_Raw data:_

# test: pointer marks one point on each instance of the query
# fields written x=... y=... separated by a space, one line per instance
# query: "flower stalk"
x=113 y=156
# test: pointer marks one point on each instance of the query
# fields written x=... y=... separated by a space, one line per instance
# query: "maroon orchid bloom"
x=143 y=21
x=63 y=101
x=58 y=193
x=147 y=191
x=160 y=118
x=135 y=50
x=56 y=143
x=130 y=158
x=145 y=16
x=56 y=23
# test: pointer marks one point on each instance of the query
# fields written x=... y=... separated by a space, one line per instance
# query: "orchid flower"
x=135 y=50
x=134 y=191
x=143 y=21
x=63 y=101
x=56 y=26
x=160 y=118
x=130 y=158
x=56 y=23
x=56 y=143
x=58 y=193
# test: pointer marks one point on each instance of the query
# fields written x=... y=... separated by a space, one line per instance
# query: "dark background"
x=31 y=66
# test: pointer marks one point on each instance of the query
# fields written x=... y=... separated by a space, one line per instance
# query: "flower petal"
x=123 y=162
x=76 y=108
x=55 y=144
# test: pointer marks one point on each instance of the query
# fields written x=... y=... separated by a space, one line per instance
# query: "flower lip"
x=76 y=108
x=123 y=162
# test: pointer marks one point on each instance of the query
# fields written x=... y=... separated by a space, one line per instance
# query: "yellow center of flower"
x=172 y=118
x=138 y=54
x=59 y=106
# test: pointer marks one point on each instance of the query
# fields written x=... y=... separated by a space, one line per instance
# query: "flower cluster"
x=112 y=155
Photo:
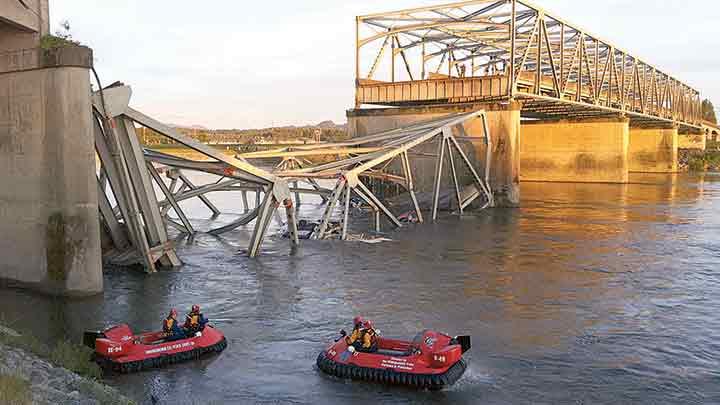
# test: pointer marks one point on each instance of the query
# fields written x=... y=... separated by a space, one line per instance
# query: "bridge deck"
x=492 y=50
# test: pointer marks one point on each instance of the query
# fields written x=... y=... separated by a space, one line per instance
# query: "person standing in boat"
x=369 y=338
x=354 y=338
x=364 y=336
x=194 y=321
x=171 y=328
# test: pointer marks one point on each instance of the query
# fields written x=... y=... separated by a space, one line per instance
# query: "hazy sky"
x=251 y=63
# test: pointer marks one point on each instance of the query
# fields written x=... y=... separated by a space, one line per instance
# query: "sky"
x=252 y=63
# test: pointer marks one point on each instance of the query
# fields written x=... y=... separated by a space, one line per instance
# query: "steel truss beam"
x=538 y=53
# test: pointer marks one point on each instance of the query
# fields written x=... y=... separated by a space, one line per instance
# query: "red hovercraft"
x=430 y=361
x=118 y=349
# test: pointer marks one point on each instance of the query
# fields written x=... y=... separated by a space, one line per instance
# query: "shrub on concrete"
x=14 y=390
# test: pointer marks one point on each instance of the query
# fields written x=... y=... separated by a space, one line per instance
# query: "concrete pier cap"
x=503 y=124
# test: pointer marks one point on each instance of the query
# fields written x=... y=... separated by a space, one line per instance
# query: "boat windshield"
x=418 y=338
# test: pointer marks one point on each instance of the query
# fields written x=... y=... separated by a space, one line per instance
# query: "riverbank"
x=695 y=160
x=31 y=373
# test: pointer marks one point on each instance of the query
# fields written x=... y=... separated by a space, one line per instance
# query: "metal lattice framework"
x=486 y=50
x=135 y=199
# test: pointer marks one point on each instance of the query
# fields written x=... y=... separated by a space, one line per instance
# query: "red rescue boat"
x=118 y=349
x=432 y=361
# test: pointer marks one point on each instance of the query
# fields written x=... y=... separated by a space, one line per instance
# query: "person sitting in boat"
x=354 y=338
x=171 y=328
x=194 y=321
x=368 y=338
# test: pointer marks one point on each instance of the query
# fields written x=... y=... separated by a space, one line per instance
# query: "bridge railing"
x=459 y=49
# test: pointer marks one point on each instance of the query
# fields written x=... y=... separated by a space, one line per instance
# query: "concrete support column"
x=690 y=140
x=582 y=151
x=653 y=150
x=504 y=126
x=48 y=190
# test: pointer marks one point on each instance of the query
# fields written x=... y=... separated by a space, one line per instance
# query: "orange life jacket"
x=192 y=320
x=168 y=325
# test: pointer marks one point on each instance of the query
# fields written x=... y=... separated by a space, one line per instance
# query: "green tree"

_What to produce:_ Find every line in the items above that contains the word "concrete" and copy each of those lines. Case counts.

_Answer:_
# query: "shrub on concrete"
# query: "concrete pier cap"
# query: "concrete support column"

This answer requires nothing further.